• [Objective]: Select each line of the material below that contains the word "could" and copy those lines.
════════════════
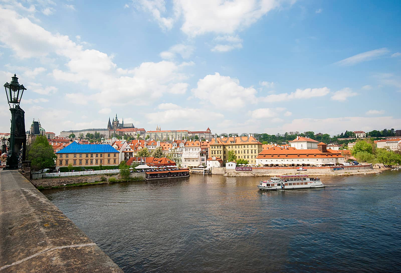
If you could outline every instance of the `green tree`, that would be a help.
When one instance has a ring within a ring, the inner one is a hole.
[[[383,165],[393,166],[401,164],[401,156],[397,154],[393,151],[378,149],[377,153],[377,161]]]
[[[138,151],[138,152],[136,153],[136,156],[141,158],[149,157],[150,156],[150,153],[149,152],[148,148],[145,147]]]
[[[237,162],[237,164],[245,164],[246,165],[249,163],[249,162],[246,159],[244,159],[243,158],[238,158],[235,162]]]
[[[369,163],[373,163],[376,160],[375,156],[367,152],[358,152],[356,153],[355,158],[360,162],[368,162]]]
[[[228,161],[235,161],[237,159],[237,155],[234,152],[234,151],[228,151]]]
[[[120,169],[120,176],[124,180],[128,180],[130,178],[130,166],[126,162],[123,160],[120,163],[118,168]]]
[[[95,131],[95,134],[93,135],[93,136],[97,140],[99,138],[100,138],[100,133],[98,133],[97,132]]]
[[[31,161],[31,168],[33,170],[50,168],[55,165],[57,156],[46,136],[36,137],[27,150],[27,160]]]
[[[71,172],[73,170],[73,169],[74,168],[74,166],[73,166],[72,163],[70,163],[69,164],[68,164],[68,166],[67,167],[67,168],[68,168],[68,171]]]
[[[162,147],[159,146],[154,149],[153,152],[152,153],[152,156],[156,158],[164,157],[164,155],[163,153],[163,150],[162,149]]]
[[[352,155],[355,156],[356,154],[360,152],[366,152],[369,154],[372,154],[373,152],[372,144],[368,143],[365,140],[357,142],[352,149]]]

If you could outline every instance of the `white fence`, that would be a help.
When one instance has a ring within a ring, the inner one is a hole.
[[[117,174],[120,172],[118,170],[102,170],[100,171],[85,171],[84,172],[52,172],[44,174],[32,174],[32,179],[45,177],[62,177],[63,176],[75,176],[78,175],[91,174]]]

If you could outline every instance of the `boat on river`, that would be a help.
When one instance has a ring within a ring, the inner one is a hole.
[[[189,177],[189,169],[179,169],[175,166],[169,167],[161,170],[152,170],[146,171],[145,176],[146,180],[158,180]]]
[[[325,185],[320,178],[309,178],[309,176],[303,174],[294,175],[277,175],[269,180],[261,181],[257,187],[259,190],[294,190],[296,189],[322,188]]]

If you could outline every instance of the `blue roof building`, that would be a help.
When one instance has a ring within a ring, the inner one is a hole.
[[[108,144],[80,144],[74,141],[56,154],[116,153],[119,152]]]

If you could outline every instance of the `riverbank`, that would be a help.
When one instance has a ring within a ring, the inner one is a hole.
[[[290,175],[292,174],[306,174],[310,176],[348,176],[356,174],[379,174],[387,169],[375,169],[371,164],[357,166],[346,166],[344,168],[312,167],[307,168],[307,170],[298,171],[296,168],[253,168],[251,171],[237,171],[226,170],[224,174],[229,177],[257,177],[274,176],[275,175]]]

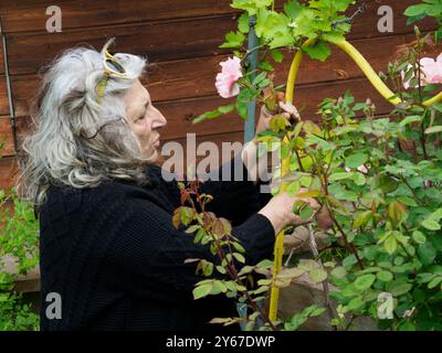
════════════════
• [Output]:
If you could outline every instance of the `green tree`, that would be a help.
If you could outline every instance of the `white fence`, that would be a help.
If you could outline every instance of the `boat on river`, that would be a help.
If you could outline every instance of the `blue roof building`, that would be a help.
If you could outline every instance of the `riverbank`, that would be a help.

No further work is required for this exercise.